BRANO DI TESTO:
★ ★ ★ ★
“Diario d’algeria” di Vittorio Sereni****
Non parlo quasi mai di poesie, qui.
Per lo più perché non ne leggo. ovviamente, o meglio, può capitare qua e là che prenda un libro e ne legga una, ma, da lì a leggere un libro completo, sì, mi è difficile.
Questo invece sì.
Per tanti motivi.
Primo, vi dissi già, ma se non ve lo dissi poco male, che ho costruito, rubando libri un po’ qua e un po’ là, una biblioteca di libri vecchi, di roba strana, folle, tipo che so, i 4 tomi galattici delle bio di Casanova, piuttosto che la storia della Cina o le poesie dei poeti russi della rivoluzione e altre millemila cose tra cui, però, anche roba di valore, che so che è bello avere per averla, avendola o non avendola letta.
Ecco che ci sono dei Calvino, dei Borges, Bukovski e insomma, pure le poesie di Sereni.
★ ★ ★ ★
COMPLETA QUANTO SEGUE:
1 - Riassumi in due frasi il testo su Sereni.
2 - Per favore, ricopia dal testo su Sereni il passo compreso tra "Questo invece sì." e "non avendola letta.", estremi inclusi.
Per svolgere le consegne i dati non servono.
★ ★ ★ ★
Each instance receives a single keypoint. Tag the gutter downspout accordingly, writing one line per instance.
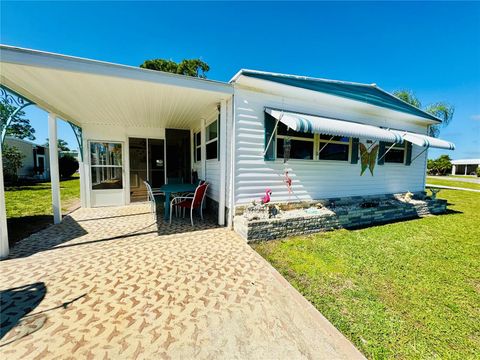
(232, 163)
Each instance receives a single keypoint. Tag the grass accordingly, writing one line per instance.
(461, 184)
(29, 207)
(407, 290)
(463, 176)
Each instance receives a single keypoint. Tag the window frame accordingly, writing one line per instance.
(316, 147)
(402, 147)
(207, 142)
(322, 141)
(121, 143)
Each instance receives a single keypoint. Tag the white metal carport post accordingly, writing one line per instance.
(223, 162)
(3, 215)
(54, 172)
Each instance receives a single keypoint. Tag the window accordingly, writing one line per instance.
(333, 148)
(197, 143)
(396, 154)
(301, 144)
(211, 142)
(106, 165)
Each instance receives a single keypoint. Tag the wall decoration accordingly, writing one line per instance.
(368, 159)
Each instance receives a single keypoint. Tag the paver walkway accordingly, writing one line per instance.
(107, 283)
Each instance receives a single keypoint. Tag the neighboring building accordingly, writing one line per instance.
(36, 160)
(465, 166)
(139, 124)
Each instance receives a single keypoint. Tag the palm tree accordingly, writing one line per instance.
(441, 110)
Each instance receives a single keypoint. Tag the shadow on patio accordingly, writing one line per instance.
(99, 225)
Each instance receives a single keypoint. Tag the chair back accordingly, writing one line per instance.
(199, 195)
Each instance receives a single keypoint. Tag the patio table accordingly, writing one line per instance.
(174, 188)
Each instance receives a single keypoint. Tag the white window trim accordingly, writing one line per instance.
(402, 147)
(211, 140)
(316, 147)
(122, 166)
(197, 146)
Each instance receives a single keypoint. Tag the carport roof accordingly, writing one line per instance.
(85, 91)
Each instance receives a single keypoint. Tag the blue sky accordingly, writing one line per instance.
(430, 48)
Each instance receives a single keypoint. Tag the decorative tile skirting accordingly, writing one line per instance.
(342, 213)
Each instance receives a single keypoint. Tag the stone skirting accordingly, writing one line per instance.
(341, 213)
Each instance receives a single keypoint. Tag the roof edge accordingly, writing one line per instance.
(4, 49)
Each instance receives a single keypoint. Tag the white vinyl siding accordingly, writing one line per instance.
(312, 179)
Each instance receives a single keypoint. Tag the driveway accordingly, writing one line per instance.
(110, 283)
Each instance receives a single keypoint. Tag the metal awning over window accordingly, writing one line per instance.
(424, 140)
(333, 127)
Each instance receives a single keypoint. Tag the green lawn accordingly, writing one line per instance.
(407, 290)
(463, 176)
(29, 207)
(454, 183)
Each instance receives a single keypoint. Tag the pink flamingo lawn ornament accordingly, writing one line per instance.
(266, 198)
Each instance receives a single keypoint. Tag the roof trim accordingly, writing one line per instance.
(413, 110)
(30, 57)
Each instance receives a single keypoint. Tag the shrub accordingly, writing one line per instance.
(12, 161)
(67, 166)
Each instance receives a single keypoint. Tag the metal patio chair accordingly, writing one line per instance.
(190, 202)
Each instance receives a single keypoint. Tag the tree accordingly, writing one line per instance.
(189, 67)
(441, 110)
(61, 144)
(440, 166)
(19, 126)
(12, 159)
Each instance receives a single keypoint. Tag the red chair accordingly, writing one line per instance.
(190, 202)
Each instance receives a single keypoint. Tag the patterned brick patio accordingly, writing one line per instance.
(110, 283)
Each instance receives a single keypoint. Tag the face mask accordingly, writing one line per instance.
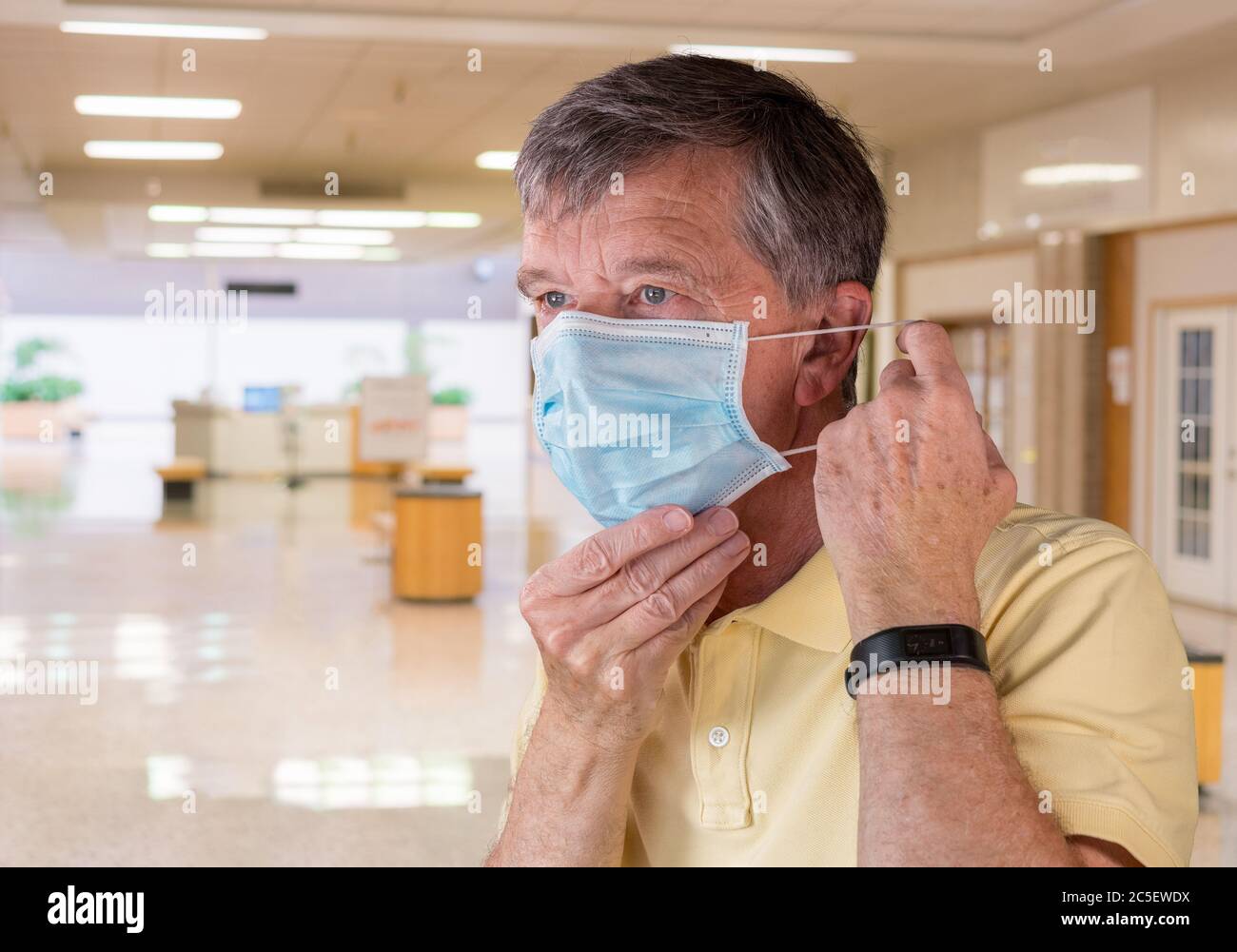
(643, 413)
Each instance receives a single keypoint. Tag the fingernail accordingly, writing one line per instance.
(735, 544)
(722, 522)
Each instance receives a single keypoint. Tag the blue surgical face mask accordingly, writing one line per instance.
(639, 413)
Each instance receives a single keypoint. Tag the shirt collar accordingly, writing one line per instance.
(807, 610)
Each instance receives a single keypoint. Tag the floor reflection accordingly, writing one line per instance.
(248, 656)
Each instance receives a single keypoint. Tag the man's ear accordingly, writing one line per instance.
(825, 365)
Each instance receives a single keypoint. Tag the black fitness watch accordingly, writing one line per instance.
(953, 643)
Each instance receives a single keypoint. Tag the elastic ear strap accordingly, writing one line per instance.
(832, 330)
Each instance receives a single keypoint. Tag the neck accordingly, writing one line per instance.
(779, 515)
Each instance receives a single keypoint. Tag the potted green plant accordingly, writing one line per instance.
(36, 403)
(448, 415)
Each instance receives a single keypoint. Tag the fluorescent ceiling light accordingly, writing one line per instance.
(160, 151)
(157, 107)
(254, 235)
(375, 218)
(176, 213)
(167, 250)
(323, 252)
(229, 250)
(261, 217)
(498, 160)
(768, 53)
(1080, 172)
(344, 236)
(453, 219)
(185, 31)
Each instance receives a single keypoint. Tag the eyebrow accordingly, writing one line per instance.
(662, 267)
(655, 266)
(527, 276)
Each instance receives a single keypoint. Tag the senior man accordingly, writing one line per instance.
(692, 225)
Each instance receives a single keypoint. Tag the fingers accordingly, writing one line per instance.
(601, 555)
(678, 635)
(664, 607)
(931, 351)
(644, 573)
(894, 371)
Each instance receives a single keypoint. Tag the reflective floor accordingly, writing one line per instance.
(258, 697)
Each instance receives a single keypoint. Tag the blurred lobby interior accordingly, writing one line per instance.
(209, 508)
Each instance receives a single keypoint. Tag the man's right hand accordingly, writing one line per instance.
(613, 614)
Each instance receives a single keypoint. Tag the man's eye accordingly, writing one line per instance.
(650, 295)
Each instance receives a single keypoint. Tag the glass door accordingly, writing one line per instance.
(1196, 457)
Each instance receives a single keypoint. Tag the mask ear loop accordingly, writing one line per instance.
(827, 330)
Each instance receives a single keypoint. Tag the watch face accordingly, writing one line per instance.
(928, 642)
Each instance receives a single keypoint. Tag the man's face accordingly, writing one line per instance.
(667, 248)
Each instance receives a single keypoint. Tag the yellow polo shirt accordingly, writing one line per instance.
(755, 755)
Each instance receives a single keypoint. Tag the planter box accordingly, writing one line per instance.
(25, 419)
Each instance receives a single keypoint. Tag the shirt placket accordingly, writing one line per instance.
(721, 725)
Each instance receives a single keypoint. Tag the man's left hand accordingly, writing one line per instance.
(908, 490)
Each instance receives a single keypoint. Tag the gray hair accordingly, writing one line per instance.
(812, 210)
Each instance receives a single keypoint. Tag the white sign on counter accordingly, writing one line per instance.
(394, 419)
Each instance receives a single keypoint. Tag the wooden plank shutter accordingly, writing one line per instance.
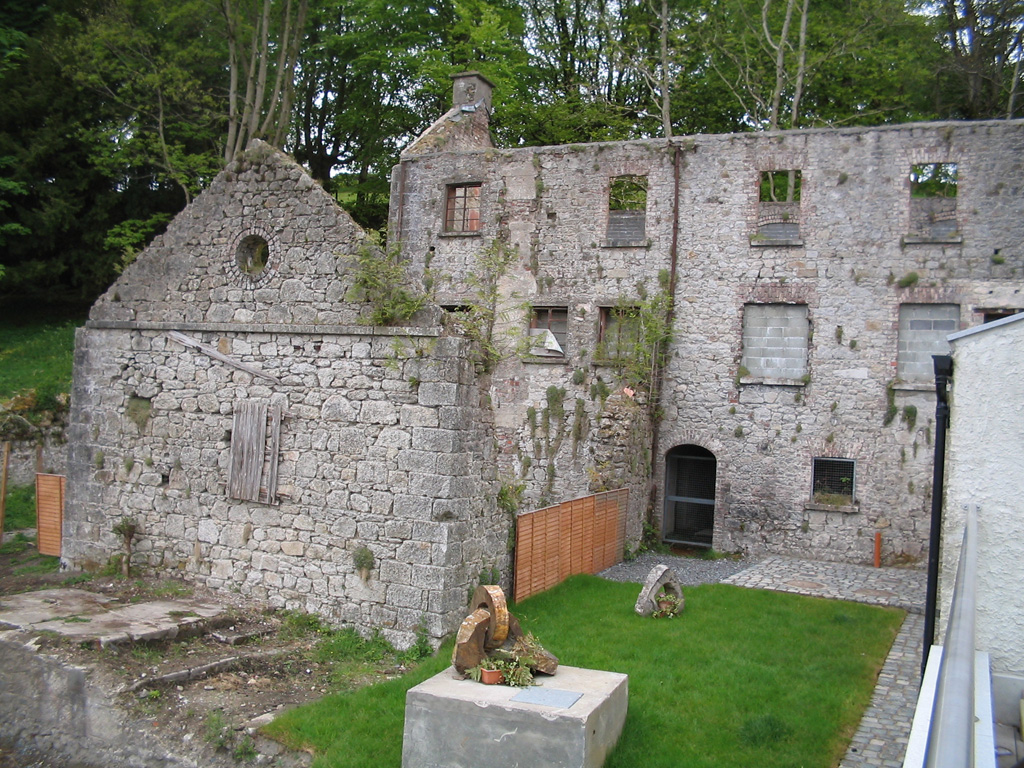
(248, 444)
(49, 513)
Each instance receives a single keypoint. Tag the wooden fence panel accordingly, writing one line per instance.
(583, 536)
(49, 513)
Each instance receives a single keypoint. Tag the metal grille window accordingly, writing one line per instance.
(619, 333)
(462, 212)
(548, 328)
(834, 480)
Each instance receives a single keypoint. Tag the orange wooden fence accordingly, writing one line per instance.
(584, 536)
(49, 513)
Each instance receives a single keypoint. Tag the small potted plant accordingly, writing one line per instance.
(488, 672)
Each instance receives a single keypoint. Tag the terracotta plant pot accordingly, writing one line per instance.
(492, 677)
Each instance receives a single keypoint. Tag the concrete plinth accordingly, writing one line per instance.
(571, 720)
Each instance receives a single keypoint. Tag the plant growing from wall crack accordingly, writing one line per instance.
(380, 280)
(478, 323)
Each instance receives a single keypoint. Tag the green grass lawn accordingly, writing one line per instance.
(19, 511)
(36, 355)
(741, 678)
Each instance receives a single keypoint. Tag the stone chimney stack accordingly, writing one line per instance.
(471, 90)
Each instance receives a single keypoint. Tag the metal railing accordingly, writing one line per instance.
(950, 737)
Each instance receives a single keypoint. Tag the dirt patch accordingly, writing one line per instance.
(205, 696)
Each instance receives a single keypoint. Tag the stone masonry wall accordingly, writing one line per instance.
(384, 445)
(856, 260)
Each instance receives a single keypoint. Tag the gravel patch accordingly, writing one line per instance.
(691, 570)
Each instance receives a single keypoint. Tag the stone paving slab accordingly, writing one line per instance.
(882, 736)
(90, 617)
(903, 588)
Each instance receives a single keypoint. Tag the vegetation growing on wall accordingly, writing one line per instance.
(380, 280)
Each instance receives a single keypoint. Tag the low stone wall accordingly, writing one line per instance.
(54, 709)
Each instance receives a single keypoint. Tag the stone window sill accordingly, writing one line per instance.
(914, 386)
(918, 240)
(460, 235)
(759, 242)
(847, 509)
(626, 244)
(772, 382)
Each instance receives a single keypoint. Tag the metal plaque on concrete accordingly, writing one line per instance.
(548, 696)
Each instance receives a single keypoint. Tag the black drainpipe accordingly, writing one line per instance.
(655, 394)
(943, 377)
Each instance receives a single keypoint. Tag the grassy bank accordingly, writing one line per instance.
(741, 678)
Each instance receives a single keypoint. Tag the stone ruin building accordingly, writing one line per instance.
(228, 395)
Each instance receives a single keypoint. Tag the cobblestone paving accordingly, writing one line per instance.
(903, 588)
(882, 736)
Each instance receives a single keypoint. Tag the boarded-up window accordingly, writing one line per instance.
(627, 211)
(548, 330)
(775, 341)
(923, 332)
(778, 207)
(255, 441)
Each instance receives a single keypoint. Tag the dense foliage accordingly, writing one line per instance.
(116, 113)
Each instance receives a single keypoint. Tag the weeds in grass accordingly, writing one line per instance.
(20, 508)
(217, 731)
(40, 564)
(245, 750)
(15, 546)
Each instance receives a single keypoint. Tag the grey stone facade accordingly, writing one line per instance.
(398, 440)
(853, 252)
(382, 444)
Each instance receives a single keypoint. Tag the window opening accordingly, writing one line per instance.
(989, 315)
(778, 209)
(933, 200)
(548, 327)
(462, 213)
(619, 333)
(252, 255)
(627, 210)
(833, 482)
(923, 332)
(775, 340)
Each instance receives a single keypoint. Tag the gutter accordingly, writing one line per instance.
(943, 378)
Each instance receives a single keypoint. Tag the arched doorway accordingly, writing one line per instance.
(689, 496)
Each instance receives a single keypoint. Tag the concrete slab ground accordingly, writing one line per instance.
(570, 720)
(87, 616)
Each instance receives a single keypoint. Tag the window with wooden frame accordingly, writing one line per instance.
(619, 333)
(548, 328)
(255, 442)
(462, 210)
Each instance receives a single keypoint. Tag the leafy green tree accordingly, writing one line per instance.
(793, 62)
(984, 39)
(155, 64)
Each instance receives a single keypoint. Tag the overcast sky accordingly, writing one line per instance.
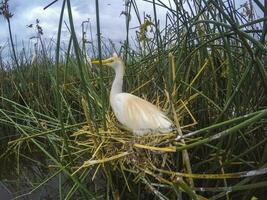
(112, 23)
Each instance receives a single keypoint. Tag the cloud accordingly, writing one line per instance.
(112, 23)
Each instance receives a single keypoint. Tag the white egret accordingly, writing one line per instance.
(138, 115)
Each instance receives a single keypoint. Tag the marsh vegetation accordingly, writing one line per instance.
(205, 66)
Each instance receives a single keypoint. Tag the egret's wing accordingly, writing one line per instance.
(140, 115)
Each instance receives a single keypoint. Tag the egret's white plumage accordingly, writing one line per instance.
(133, 112)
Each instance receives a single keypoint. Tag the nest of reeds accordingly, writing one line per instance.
(144, 157)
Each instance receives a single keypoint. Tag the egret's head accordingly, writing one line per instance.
(113, 62)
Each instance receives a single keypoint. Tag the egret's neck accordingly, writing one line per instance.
(118, 80)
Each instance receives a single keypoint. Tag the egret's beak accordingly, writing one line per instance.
(104, 62)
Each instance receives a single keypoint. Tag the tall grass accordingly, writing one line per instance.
(206, 67)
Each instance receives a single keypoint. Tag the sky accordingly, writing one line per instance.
(112, 22)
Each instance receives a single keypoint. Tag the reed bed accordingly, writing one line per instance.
(205, 67)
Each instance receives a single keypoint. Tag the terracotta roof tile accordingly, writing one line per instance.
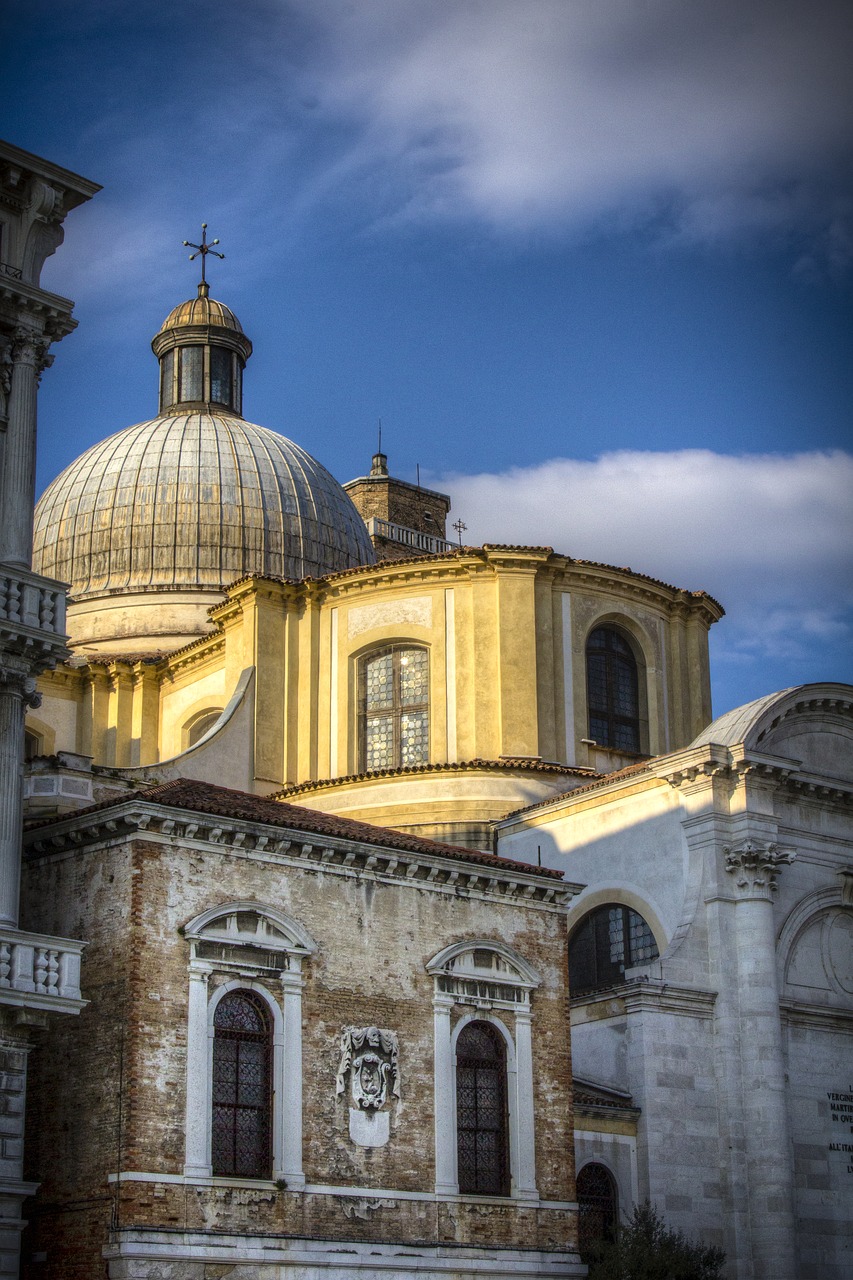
(601, 780)
(527, 763)
(227, 803)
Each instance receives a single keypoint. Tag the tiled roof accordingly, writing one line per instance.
(527, 763)
(473, 551)
(227, 803)
(600, 781)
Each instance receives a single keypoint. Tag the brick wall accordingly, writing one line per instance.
(109, 1088)
(400, 502)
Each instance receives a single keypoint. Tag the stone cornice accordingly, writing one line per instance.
(503, 764)
(491, 557)
(755, 867)
(662, 996)
(48, 314)
(328, 854)
(653, 993)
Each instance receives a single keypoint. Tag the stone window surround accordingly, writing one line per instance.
(519, 1068)
(361, 658)
(286, 1010)
(642, 648)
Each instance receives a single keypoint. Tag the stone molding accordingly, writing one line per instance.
(797, 1013)
(756, 867)
(342, 1257)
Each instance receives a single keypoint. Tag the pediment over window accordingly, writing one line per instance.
(240, 932)
(483, 969)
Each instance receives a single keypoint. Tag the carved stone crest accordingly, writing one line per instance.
(369, 1061)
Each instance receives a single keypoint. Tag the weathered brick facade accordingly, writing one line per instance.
(110, 1147)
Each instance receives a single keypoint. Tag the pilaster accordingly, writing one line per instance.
(28, 355)
(17, 693)
(752, 868)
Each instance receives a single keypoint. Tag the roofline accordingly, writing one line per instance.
(74, 182)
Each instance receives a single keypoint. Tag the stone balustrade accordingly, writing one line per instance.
(427, 543)
(30, 600)
(40, 972)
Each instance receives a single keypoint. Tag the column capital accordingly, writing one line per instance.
(756, 867)
(16, 679)
(30, 347)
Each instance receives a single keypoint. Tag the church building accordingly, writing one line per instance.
(428, 919)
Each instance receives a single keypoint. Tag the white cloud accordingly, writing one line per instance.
(715, 115)
(770, 536)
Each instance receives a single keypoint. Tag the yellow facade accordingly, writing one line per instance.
(505, 630)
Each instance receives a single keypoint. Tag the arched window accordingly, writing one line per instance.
(393, 708)
(242, 1091)
(196, 728)
(597, 1208)
(612, 691)
(609, 941)
(482, 1111)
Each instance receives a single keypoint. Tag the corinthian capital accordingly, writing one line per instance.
(756, 867)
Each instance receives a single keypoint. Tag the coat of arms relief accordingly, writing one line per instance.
(369, 1063)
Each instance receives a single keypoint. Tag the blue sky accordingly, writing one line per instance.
(591, 263)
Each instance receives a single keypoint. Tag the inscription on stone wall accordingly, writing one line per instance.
(842, 1119)
(416, 611)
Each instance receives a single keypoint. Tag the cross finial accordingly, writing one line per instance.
(201, 251)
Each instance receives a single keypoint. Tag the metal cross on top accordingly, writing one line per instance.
(203, 250)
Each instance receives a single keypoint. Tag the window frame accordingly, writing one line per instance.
(220, 1036)
(587, 1240)
(395, 713)
(610, 713)
(500, 1068)
(607, 981)
(284, 945)
(505, 992)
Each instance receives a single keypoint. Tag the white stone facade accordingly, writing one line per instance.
(737, 1042)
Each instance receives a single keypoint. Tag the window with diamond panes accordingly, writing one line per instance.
(242, 1095)
(480, 1111)
(597, 1208)
(220, 365)
(191, 373)
(395, 708)
(606, 944)
(612, 691)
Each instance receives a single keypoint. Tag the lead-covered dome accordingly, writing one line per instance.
(194, 501)
(149, 526)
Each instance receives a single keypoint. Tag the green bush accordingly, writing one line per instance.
(647, 1249)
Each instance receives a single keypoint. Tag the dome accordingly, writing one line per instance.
(203, 310)
(151, 525)
(194, 501)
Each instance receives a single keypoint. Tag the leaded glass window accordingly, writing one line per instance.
(167, 380)
(597, 1208)
(242, 1095)
(609, 941)
(395, 708)
(612, 691)
(482, 1111)
(191, 371)
(220, 375)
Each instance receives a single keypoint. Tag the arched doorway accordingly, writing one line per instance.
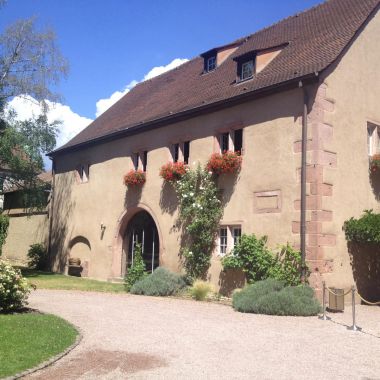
(141, 229)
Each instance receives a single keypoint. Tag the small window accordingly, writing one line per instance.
(236, 234)
(186, 152)
(373, 139)
(246, 70)
(175, 152)
(223, 241)
(145, 160)
(238, 140)
(83, 173)
(136, 159)
(224, 142)
(211, 64)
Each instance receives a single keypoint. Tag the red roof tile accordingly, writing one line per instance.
(314, 39)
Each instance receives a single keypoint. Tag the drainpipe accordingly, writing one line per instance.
(51, 211)
(303, 183)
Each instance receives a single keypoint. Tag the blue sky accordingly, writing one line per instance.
(111, 43)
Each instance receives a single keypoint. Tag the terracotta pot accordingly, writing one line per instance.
(74, 261)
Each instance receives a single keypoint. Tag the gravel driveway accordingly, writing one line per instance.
(126, 336)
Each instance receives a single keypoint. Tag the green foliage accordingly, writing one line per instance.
(272, 298)
(38, 257)
(287, 266)
(137, 270)
(200, 212)
(258, 262)
(365, 229)
(200, 290)
(28, 339)
(160, 283)
(4, 224)
(14, 289)
(251, 256)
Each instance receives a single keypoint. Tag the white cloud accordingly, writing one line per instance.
(71, 122)
(103, 104)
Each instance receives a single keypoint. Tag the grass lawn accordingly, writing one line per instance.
(31, 338)
(48, 280)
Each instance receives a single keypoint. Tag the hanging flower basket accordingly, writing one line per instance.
(374, 163)
(134, 178)
(173, 171)
(222, 163)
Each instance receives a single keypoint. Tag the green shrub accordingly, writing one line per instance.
(14, 289)
(365, 229)
(4, 224)
(38, 257)
(251, 256)
(243, 300)
(160, 283)
(271, 297)
(200, 290)
(137, 270)
(287, 266)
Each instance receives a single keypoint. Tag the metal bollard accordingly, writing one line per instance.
(353, 327)
(324, 317)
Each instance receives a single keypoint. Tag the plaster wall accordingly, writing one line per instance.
(22, 232)
(270, 127)
(352, 93)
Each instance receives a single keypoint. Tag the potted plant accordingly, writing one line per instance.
(374, 163)
(134, 178)
(226, 162)
(173, 171)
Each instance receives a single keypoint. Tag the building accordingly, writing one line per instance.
(311, 80)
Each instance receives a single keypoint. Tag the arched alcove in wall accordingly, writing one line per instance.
(80, 247)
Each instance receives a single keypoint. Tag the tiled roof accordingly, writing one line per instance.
(314, 39)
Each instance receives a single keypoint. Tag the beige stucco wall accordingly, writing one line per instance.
(353, 87)
(271, 125)
(23, 231)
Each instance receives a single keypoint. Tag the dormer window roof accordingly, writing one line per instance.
(211, 63)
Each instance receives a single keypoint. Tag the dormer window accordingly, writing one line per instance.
(211, 63)
(247, 70)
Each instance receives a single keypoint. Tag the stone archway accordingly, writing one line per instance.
(123, 239)
(141, 229)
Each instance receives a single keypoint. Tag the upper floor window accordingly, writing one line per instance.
(211, 63)
(181, 152)
(140, 160)
(232, 140)
(246, 70)
(83, 173)
(373, 139)
(229, 237)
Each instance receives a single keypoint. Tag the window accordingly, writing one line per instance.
(181, 152)
(186, 152)
(145, 160)
(373, 139)
(223, 241)
(229, 237)
(246, 70)
(83, 173)
(211, 64)
(175, 152)
(232, 140)
(136, 159)
(224, 141)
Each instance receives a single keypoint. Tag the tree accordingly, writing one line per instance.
★ ★ ★ ★
RISPOSTE ATTESE:
1 - Chi scrive dice di parlare raramente di poesie perché di solito non ne legge, ma questo libro invece lo ha letto. Rubando libri qua e là ha costruito una biblioteca di libri vecchi e strani che contiene anche roba di valore, tra cui Calvino, Borges, Bukovski e le poesie di Sereni.

2 -
Questo invece sì.
Per tanti motivi.
Primo, vi dissi già, ma se non ve lo dissi poco male, che ho costruito, rubando libri un po’ qua e un po’ là, una biblioteca di libri vecchi, di roba strana, folle, tipo che so, i 4 tomi galattici delle bio di Casanova, piuttosto che la storia della Cina o le poesie dei poeti russi della rivoluzione e altre millemila cose tra cui, però, anche roba di valore, che so che è bello avere per averla, avendola o non avendola letta.